> **What the task asks**:
Copy all of the following material verbatim, leaving out the pictures.
╭──
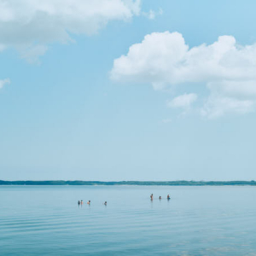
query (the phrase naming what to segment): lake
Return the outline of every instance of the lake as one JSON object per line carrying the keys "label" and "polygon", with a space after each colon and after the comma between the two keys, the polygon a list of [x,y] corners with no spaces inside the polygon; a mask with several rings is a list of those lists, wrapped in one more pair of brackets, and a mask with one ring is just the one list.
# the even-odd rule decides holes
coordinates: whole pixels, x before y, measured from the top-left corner
{"label": "lake", "polygon": [[255,200],[250,186],[1,186],[0,255],[256,255]]}

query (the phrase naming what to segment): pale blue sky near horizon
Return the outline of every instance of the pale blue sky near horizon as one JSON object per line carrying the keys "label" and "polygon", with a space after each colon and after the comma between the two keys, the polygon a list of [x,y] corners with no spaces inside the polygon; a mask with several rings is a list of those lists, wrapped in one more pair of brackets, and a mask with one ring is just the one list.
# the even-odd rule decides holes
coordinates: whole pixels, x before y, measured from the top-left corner
{"label": "pale blue sky near horizon", "polygon": [[[207,81],[154,90],[146,73],[137,80],[111,79],[113,61],[153,32],[177,32],[190,48],[223,35],[252,45],[255,8],[248,0],[142,1],[139,14],[109,20],[95,34],[39,42],[48,50],[35,61],[21,57],[20,44],[5,42],[0,80],[10,83],[0,89],[0,179],[255,179],[252,95],[245,99],[249,109],[224,106],[223,114],[206,118],[196,109],[209,95]],[[20,41],[20,34],[13,36]],[[186,94],[197,95],[195,108],[166,106]]]}

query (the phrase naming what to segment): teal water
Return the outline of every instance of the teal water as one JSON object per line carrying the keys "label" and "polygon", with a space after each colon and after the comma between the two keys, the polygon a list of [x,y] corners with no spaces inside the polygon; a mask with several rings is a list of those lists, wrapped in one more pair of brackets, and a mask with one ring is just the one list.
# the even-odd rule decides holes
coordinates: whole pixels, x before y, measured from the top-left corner
{"label": "teal water", "polygon": [[255,187],[2,186],[0,255],[256,255],[255,200]]}

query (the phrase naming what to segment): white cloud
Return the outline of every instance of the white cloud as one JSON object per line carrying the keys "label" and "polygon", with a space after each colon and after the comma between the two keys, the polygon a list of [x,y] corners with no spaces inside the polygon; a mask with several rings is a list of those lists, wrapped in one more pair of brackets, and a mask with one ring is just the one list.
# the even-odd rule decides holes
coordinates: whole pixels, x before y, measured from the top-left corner
{"label": "white cloud", "polygon": [[170,123],[172,123],[172,119],[162,119],[162,122],[164,124],[170,124]]}
{"label": "white cloud", "polygon": [[[222,36],[212,44],[189,49],[178,32],[154,32],[114,60],[111,78],[150,83],[155,90],[204,84],[210,91],[201,107],[204,116],[244,113],[256,102],[256,44],[241,46],[234,37]],[[181,100],[176,101],[170,104]]]}
{"label": "white cloud", "polygon": [[10,84],[9,79],[0,80],[0,89],[2,89],[5,84]]}
{"label": "white cloud", "polygon": [[197,95],[195,93],[180,95],[172,101],[167,102],[169,108],[188,108],[197,100]]}
{"label": "white cloud", "polygon": [[0,0],[0,51],[14,47],[32,60],[48,44],[67,44],[72,34],[90,35],[109,20],[127,20],[140,6],[140,0]]}
{"label": "white cloud", "polygon": [[148,13],[143,12],[142,14],[148,20],[154,20],[157,15],[161,15],[163,14],[163,10],[161,9],[160,9],[158,11],[150,9]]}

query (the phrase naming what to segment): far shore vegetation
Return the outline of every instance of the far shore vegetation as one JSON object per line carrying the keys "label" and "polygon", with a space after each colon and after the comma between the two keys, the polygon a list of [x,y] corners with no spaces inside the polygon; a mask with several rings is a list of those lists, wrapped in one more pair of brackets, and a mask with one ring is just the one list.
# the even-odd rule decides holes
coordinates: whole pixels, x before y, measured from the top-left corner
{"label": "far shore vegetation", "polygon": [[0,180],[0,185],[40,185],[40,186],[113,186],[113,185],[137,185],[137,186],[256,186],[256,181],[65,181],[65,180],[46,180],[46,181],[3,181]]}

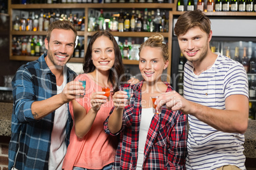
╰──
> **Solution for this task**:
query (the phrase naming what to segment): lake
Return the outline of every instance of the lake as one JSON object per line carrying the keys "label" and "polygon", with a space after each colon and after the comma between the two keys, the polygon a list of [x,y] corners with no spaces inside the polygon; a mask with several rings is a list of those lists, wrapped in one more pair of brackets, and a mask with one ring is just the one list.
# the even-odd rule decides holes
coordinates: whole pixels, x before y, measured from the top-left corner
{"label": "lake", "polygon": [[255,200],[250,186],[1,186],[0,255],[256,255]]}

query (the phrase naming what to segment): pale blue sky near horizon
Return the outline of every instance of the pale blue sky near horizon as one JSON object per line carrying the keys "label" and "polygon", with a space after each colon and after the comma between the two keys, the polygon a list of [x,y] corners with no spaces inside the polygon; a mask with several rings is a list of those lists, wrapped in one more pair of brackets, and a mask with one ring is just the one list.
# the even-odd rule decides holes
coordinates: whole pixels, x before y, measured from the top-left corner
{"label": "pale blue sky near horizon", "polygon": [[[207,81],[154,90],[146,73],[137,80],[111,79],[113,61],[153,32],[177,32],[190,48],[223,35],[252,45],[255,8],[248,0],[142,1],[139,14],[109,20],[95,34],[39,42],[48,50],[35,61],[21,57],[20,44],[5,42],[0,80],[10,83],[0,89],[0,179],[255,179],[252,95],[245,99],[249,109],[224,106],[223,114],[206,118],[196,109],[209,95]],[[20,41],[20,34],[13,36]],[[186,94],[197,95],[195,108],[166,106]]]}

query (the phrase naming what to segment): teal water
Return the outline of every instance of the teal water as one JSON object per line carrying the keys "label" and "polygon", with a space after each colon and after the comma between the two keys, the polygon a list of [x,y] corners with no spaces inside the polygon; a mask with several rings is a list of those lists, wrapped in one more pair of brackets, and a mask with one ring is just the one list.
# the even-odd rule decides holes
coordinates: whole pixels, x before y, measured from the top-left corner
{"label": "teal water", "polygon": [[255,187],[2,186],[0,255],[256,255],[255,200]]}

query (the phrase naming what to segment): white cloud
Return the outline of every instance of the white cloud as one JSON object per line carrying the keys "label" and "polygon", with a space after each colon and after the comma between the two keys, the polygon a list of [x,y] corners with no spaces inside the polygon; a mask with several rings is a list of those lists, wrapped in one more pair of brackets, and a mask with one ring is just the one list.
# the even-odd rule decides holes
coordinates: whole pixels, x before y, measured from the top-left corner
{"label": "white cloud", "polygon": [[170,123],[172,123],[172,119],[162,119],[162,122],[164,124],[170,124]]}
{"label": "white cloud", "polygon": [[[222,36],[212,44],[189,49],[178,32],[154,32],[114,60],[111,78],[150,83],[155,90],[204,84],[210,91],[201,107],[204,116],[244,113],[256,102],[256,44],[241,46],[234,37]],[[181,100],[176,101],[170,104]]]}
{"label": "white cloud", "polygon": [[10,84],[9,79],[0,80],[0,89],[2,89],[5,84]]}
{"label": "white cloud", "polygon": [[197,95],[195,93],[180,95],[172,101],[167,102],[169,108],[188,108],[197,100]]}
{"label": "white cloud", "polygon": [[0,0],[0,51],[14,47],[32,60],[48,44],[67,44],[72,34],[90,35],[109,20],[127,20],[140,6],[140,0]]}
{"label": "white cloud", "polygon": [[148,13],[143,12],[142,14],[148,20],[154,20],[157,15],[161,15],[163,14],[163,10],[161,9],[160,9],[158,11],[150,9]]}

query (the phrase naming what to segment): far shore vegetation
Return the outline of every instance of the far shore vegetation as one JSON object per line carrying the keys "label" and "polygon", with a space after each colon and after the comma between the two keys, the polygon a list of [x,y] corners with no spaces inside the polygon; a mask with several rings is a list of those lists, wrapped in one more pair of brackets, and a mask with one ring is just the one list.
# the even-odd rule decides holes
coordinates: whole pixels, x before y, measured from the top-left corner
{"label": "far shore vegetation", "polygon": [[0,180],[0,185],[40,185],[40,186],[113,186],[113,185],[137,185],[137,186],[256,186],[256,181],[65,181],[65,180],[46,180],[46,181],[3,181]]}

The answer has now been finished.